## [WHAT TO WORK ON]
Swap "sample" for "example" everywhere it appears in the lines below, and give all the lines again with nothing else changed.
======== RECORDED INFORMATION ========
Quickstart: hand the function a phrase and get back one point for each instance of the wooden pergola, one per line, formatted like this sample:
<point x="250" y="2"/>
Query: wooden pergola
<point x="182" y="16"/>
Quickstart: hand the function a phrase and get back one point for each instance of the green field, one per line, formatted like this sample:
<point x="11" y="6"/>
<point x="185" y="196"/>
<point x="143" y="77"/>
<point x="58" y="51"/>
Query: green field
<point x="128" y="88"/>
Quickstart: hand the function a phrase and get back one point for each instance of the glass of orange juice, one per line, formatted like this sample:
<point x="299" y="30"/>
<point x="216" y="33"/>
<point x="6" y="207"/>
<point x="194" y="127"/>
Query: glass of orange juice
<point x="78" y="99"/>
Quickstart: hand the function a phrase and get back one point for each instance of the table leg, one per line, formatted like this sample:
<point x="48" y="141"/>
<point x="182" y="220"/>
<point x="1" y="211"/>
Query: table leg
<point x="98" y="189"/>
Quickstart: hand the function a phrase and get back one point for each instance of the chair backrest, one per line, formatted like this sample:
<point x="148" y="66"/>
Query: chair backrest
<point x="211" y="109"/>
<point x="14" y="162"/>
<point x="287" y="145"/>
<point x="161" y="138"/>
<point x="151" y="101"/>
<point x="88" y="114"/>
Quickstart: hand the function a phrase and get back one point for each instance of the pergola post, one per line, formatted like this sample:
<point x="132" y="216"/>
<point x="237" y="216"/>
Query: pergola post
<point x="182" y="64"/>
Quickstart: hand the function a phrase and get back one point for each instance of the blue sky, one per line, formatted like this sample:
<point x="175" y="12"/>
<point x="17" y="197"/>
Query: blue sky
========
## [THE OUTPUT]
Quickstart: hand the function a phrase and get back one point for each instance of the wooden pergola, one per line, formatted like this example:
<point x="250" y="2"/>
Query: wooden pergola
<point x="182" y="16"/>
Quickstart: hand the function a phrase and get back one point for each instance of the green field, one per line, formatted like this example:
<point x="11" y="6"/>
<point x="185" y="196"/>
<point x="143" y="77"/>
<point x="58" y="51"/>
Query: green field
<point x="128" y="88"/>
Quickstart: hand the function a phrase and get back one point for each instance of the glass of orange juice, one per line, formatted like this example:
<point x="299" y="30"/>
<point x="216" y="33"/>
<point x="6" y="207"/>
<point x="194" y="127"/>
Query: glass of orange juice
<point x="78" y="99"/>
Quickstart: hand the function a phrase and get back one point for each instance of the table leg, one per line, formatted like this example:
<point x="48" y="141"/>
<point x="182" y="220"/>
<point x="1" y="211"/>
Query: table leg
<point x="98" y="189"/>
Quickstart: hand the function a phrase and get back one point for each instance of the chair backrest, one per line, formatted like this example:
<point x="148" y="66"/>
Query: chair backrest
<point x="211" y="109"/>
<point x="14" y="162"/>
<point x="287" y="145"/>
<point x="161" y="138"/>
<point x="151" y="101"/>
<point x="88" y="114"/>
Quickstart: hand the function a phrase and get back one point for each instance of the pergola post, one per line, formatted like this example:
<point x="132" y="216"/>
<point x="237" y="216"/>
Query: pergola post
<point x="182" y="64"/>
Quickstart: hand the function a phrase and get back one point for each instance of the blue sky, one per line, formatted like this example:
<point x="175" y="12"/>
<point x="17" y="197"/>
Query: blue sky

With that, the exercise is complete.